[Saved entries]

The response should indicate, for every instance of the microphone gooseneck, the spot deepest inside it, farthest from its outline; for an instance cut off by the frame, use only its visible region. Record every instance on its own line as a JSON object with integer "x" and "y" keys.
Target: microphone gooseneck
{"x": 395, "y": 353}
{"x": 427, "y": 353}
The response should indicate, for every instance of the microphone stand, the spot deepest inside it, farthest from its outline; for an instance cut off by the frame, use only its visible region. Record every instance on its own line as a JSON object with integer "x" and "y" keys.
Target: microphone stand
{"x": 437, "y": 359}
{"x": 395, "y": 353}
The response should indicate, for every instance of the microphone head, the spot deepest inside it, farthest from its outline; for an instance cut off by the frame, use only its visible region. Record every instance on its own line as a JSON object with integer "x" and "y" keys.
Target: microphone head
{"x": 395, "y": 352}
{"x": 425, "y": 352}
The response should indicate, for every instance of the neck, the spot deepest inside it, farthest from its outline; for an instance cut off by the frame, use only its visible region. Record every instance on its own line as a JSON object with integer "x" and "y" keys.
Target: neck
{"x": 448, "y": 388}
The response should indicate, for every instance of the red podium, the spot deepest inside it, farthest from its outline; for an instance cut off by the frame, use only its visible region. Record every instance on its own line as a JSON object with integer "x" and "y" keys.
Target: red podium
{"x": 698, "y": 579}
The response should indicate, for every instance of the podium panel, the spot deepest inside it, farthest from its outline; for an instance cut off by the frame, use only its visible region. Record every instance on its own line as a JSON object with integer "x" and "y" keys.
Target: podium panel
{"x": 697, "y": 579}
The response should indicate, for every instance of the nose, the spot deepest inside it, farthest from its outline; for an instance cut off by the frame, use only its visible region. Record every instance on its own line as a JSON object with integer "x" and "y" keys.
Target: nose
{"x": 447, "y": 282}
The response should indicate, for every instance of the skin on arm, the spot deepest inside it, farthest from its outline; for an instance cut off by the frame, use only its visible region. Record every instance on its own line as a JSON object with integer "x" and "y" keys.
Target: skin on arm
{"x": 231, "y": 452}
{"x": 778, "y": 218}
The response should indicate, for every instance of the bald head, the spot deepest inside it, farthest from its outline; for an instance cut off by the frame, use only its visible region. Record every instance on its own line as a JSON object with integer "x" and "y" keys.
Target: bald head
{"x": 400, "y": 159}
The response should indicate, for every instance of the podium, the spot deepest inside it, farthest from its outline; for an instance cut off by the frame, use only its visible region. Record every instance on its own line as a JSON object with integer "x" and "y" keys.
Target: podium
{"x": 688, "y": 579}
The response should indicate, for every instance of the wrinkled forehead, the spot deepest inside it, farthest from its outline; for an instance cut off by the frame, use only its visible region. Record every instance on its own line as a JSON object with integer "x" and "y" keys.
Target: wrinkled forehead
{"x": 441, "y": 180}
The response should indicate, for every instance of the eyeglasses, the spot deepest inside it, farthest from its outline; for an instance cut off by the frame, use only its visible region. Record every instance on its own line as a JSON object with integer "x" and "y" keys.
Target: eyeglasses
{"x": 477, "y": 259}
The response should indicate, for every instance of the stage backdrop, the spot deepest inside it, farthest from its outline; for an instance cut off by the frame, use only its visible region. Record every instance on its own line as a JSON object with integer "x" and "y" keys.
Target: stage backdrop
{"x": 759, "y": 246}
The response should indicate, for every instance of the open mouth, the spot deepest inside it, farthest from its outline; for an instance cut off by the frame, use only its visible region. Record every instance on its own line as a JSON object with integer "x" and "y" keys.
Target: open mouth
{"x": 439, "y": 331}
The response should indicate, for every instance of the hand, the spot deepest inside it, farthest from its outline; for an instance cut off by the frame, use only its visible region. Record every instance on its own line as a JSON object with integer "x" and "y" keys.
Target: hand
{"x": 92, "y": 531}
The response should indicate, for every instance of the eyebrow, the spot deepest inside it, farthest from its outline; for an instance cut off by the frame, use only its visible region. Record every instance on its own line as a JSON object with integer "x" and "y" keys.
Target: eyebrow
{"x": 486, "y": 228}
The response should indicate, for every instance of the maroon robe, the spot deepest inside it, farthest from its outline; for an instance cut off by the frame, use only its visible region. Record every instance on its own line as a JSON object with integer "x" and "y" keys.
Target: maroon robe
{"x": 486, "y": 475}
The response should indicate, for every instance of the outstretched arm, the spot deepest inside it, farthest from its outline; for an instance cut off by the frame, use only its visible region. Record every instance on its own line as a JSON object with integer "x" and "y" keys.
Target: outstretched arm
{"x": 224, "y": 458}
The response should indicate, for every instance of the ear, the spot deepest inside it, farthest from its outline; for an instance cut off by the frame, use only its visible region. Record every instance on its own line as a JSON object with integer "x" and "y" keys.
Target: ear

Task to carry out: The data must be retyped in full, exactly as it reads.

Output for this task:
The response should indicate, for every instance of the microphone gooseneck, the spot deepest inside it, farthest from its outline; for an instance cut off by the frame, use only its visible region. Record every instance on its own line as a JSON object with integer "x" and "y" keys.
Target: microphone gooseneck
{"x": 395, "y": 353}
{"x": 427, "y": 353}
The response should indicate, for every instance of the microphone stand, the spot deepest inside it, farthest from its outline; for an instance cut off by the frame, use only its visible region. Record every instance on its own line as a JSON object with integer "x" and "y" keys.
Target: microphone stand
{"x": 437, "y": 359}
{"x": 395, "y": 353}
The response should indicate, for every instance of the microphone head, the spot deepest inside it, farthest from its outline; for an instance cut off by the frame, use only its visible region. Record every instance on its own line as a JSON object with integer "x" and "y" keys.
Target: microphone head
{"x": 395, "y": 352}
{"x": 425, "y": 352}
The response should indicate, for every instance of the neck, the spot deepest inside it, farthest from its outline; for an instance cut off by the frame, use only its visible region. Record every instance on its own line as a JSON object with integer "x" and "y" keys.
Target: neck
{"x": 448, "y": 388}
The response should indicate, for every instance of the red podium, the spot deepest inside it, farthest from its outline; for an instance cut off by the frame, use only its visible region. Record every instance on its own line as a JSON object with integer "x" and "y" keys.
Target: red podium
{"x": 698, "y": 579}
The response should indicate, for every instance of the podium panel, the spot deepest inside it, farthest from its outline; for an instance cut off by the frame, use only its visible region. Record every instance on its own line as a JSON object with integer "x" and "y" keys.
Target: podium panel
{"x": 697, "y": 579}
The response should indicate, for every instance of the nose, the spot deepest inside it, farthest from its outline; for an instance cut off by the frame, use only its visible region. Record every instance on its own line as a JSON object with integer "x" and "y" keys.
Target: nose
{"x": 447, "y": 282}
The response should indicate, for every instance of the skin on arm, the spot deepest inside it, farthest from its outline; for an instance cut off by the frame, use only its visible region. Record every instance on its own line as a JSON object with integer "x" and "y" keys.
Target: skin on arm
{"x": 231, "y": 452}
{"x": 778, "y": 218}
The response should indicate, for every instance of the bald head, the spot deepest inside it, farthest from its outline; for an instance cut off by the frame, use only its visible region. Record every instance on its own line as a JSON object with integer "x" and "y" keys.
Target: bald head
{"x": 400, "y": 159}
The response should indicate, for every instance of the podium, the spot deepest inside it, farthest from its outline; for an instance cut off by the frame, use only its visible region. Record every instance on its own line as a JSON object with integer "x" and "y" keys.
Target: podium
{"x": 688, "y": 579}
The response should indicate, for every instance of the wrinkled forehead, the spot deepest inside it, farthest from its outline; for an instance cut off by the frame, use only its visible region. Record every instance on its own line as a JSON object with integer "x" and "y" keys.
Target: wrinkled forehead
{"x": 441, "y": 180}
The response should indicate, for every instance of the eyeglasses, the spot deepest inside it, farthest from its outline; for an instance cut off by the frame, use only its visible region. Record every instance on its own line as a JSON object with integer "x" and "y" keys.
Target: eyeglasses
{"x": 477, "y": 259}
The response should indicate, for every instance of the stage backdrop, the spot deepest inside it, farthest from its outline; for an instance cut off by the frame, use only its visible region. Record every instance on its own line as a JSON object with integer "x" and "y" keys.
Target: stage backdrop
{"x": 759, "y": 246}
The response should indicate, for every instance of the open mouth, the spot deepest inside it, farthest from its outline; for an instance cut off by the frame, use only its visible region. Record every instance on its own line as a JSON object with integer "x" and "y" keys.
Target: open mouth
{"x": 439, "y": 331}
The response should indicate, for every instance of the hand, the spot deepest inside it, farthest from its outline; for an instance cut off by the frame, use only its visible region. Record every instance on its own line as a JSON object with integer "x" and "y" keys.
Target: hand
{"x": 92, "y": 531}
The response should indicate, for every instance of the eyebrow, the spot deepest inside it, farthest from its outline; for an instance cut off by the frame, use only its visible region. Record every instance on its own line as a JSON object with integer "x" and "y" keys.
Target: eyebrow
{"x": 486, "y": 228}
The response should indicate, for every instance of the maroon robe, the spot deepest inside it, farthest from its outline; for an instance cut off by the frame, use only its visible region. Record every instance on its own line as a JSON object with integer "x" and "y" keys.
Target: maroon robe
{"x": 486, "y": 475}
The response should indicate, for every instance of the outstretched arm, the spot deepest inside it, farthest from its outline; for an instance cut off by the frame, use only its visible region. Record every instance on its own line as a JSON object with integer "x" and "y" keys.
Target: outstretched arm
{"x": 224, "y": 458}
The response should indicate, for every instance of the ear, the spot deepest inside it, farthest from its outline; for an instance cut off by the frame, use only its visible region. Record every instance on its own line as a JSON object with integer "x" and "y" keys.
Target: ear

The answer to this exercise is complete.